## EXERCISE INSTRUCTIONS
Copy every record exactly, and keep the pictures out.

## GIVEN RECORDS
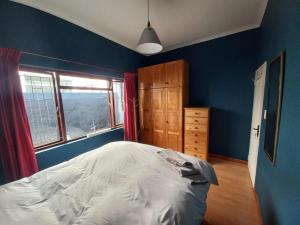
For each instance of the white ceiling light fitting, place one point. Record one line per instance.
(149, 42)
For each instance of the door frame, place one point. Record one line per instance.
(259, 113)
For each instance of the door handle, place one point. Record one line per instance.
(257, 130)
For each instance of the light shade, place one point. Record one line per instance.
(149, 42)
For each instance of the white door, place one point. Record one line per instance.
(259, 88)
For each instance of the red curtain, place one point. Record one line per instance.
(16, 148)
(130, 124)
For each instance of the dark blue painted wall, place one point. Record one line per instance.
(278, 186)
(31, 30)
(67, 151)
(220, 77)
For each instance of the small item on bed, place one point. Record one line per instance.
(182, 166)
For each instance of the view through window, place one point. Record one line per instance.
(63, 107)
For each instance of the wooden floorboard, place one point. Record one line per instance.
(233, 201)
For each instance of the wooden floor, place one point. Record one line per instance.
(233, 201)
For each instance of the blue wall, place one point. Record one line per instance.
(220, 76)
(67, 151)
(31, 30)
(278, 186)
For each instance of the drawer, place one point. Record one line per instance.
(196, 113)
(194, 134)
(196, 120)
(198, 142)
(196, 154)
(196, 127)
(195, 148)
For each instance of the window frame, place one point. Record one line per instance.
(55, 75)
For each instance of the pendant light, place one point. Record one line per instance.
(149, 42)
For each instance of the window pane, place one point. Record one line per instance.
(119, 102)
(86, 111)
(82, 82)
(40, 104)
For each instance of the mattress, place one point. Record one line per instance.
(121, 183)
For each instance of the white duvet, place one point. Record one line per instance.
(121, 183)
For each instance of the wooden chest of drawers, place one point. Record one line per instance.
(196, 132)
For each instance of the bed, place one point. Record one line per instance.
(121, 183)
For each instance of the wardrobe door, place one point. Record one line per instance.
(145, 115)
(158, 116)
(174, 73)
(145, 78)
(174, 118)
(158, 75)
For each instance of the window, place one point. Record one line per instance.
(63, 107)
(119, 102)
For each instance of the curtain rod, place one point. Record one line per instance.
(68, 61)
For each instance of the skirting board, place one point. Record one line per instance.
(228, 158)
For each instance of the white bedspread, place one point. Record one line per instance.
(121, 183)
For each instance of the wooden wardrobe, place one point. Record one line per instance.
(163, 94)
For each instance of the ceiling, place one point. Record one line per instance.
(178, 22)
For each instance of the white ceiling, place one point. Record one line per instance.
(178, 22)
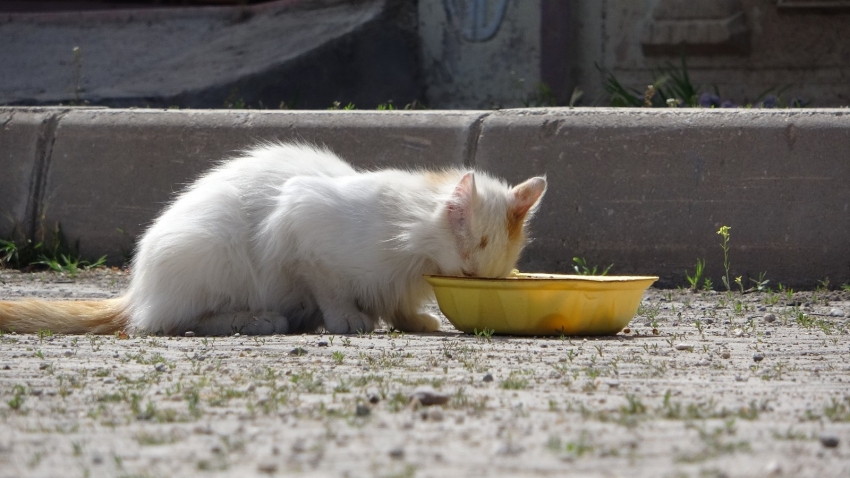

## RESULT OF THIS TASK
For each instance of the white ceiling light fitting, place one point. Record one line per instance.
(149, 42)
For each instance of the door frame, place one point. Record one line per instance.
(259, 113)
For each instance of the door handle, place one point. Record one line per instance.
(257, 130)
For each instance of the light shade, place one point. Record one line per instance.
(149, 42)
For each instance of the white door, place one point. Record one line per instance.
(259, 88)
For each instance of the red curtain, place one point. Record one line per instance.
(16, 148)
(130, 124)
For each instance of the dark blue painted wall, place one point. Record one line per instance.
(278, 186)
(31, 30)
(67, 151)
(220, 77)
For each instance of the small item on bed, place one point. Record one line per instance.
(182, 166)
For each instance of the view through window, place one point. Record one line per instance.
(63, 107)
For each instance of the wooden floorboard, place one point. Record one line per instance.
(233, 201)
For each instance of the wooden floor, place one point. Record one line per instance.
(233, 201)
For each instance of the blue wall, place one point. Record one line per instance.
(220, 76)
(67, 151)
(31, 30)
(278, 186)
For each instance of the drawer, place one point. Record one line per instance.
(196, 113)
(194, 134)
(196, 120)
(198, 142)
(196, 154)
(196, 127)
(195, 148)
For each instance of the window frame, place one point. Record one line per instance.
(55, 75)
For each instance of the pendant light, place one point. Record one line per instance.
(149, 42)
For each instance of the window pane, place one point. Record one line per instance.
(119, 102)
(86, 111)
(82, 82)
(40, 104)
For each instance of the mattress, place one point. Record one line per instance.
(121, 183)
For each instance of the white duvet, place one point. Record one line per instance.
(121, 183)
For each instance of the wooden chest of drawers, place one point. Record one line per instance.
(196, 132)
For each instance of the bed, place one point. Record one line per instance.
(121, 183)
For each instance of the wardrobe door, place one point. Record one line per instance.
(145, 115)
(158, 116)
(174, 73)
(145, 78)
(174, 118)
(158, 75)
For each instance of the window, place one point. Record one line per instance.
(63, 107)
(119, 102)
For each instance of the curtain rod, place one point. Record one line per instance.
(68, 61)
For each instance of the skirting board, place one point. Record one line per instance.
(228, 158)
For each instance of the white bedspread, place one point. Record one line per instance.
(121, 183)
For each instance of the wooden wardrobe, place one point. Record one line per instance.
(163, 94)
For each instance of the ceiling, place one point. Record one line per instance.
(178, 22)
For each instance of the white ceiling, place one point. Record one line per instance.
(178, 22)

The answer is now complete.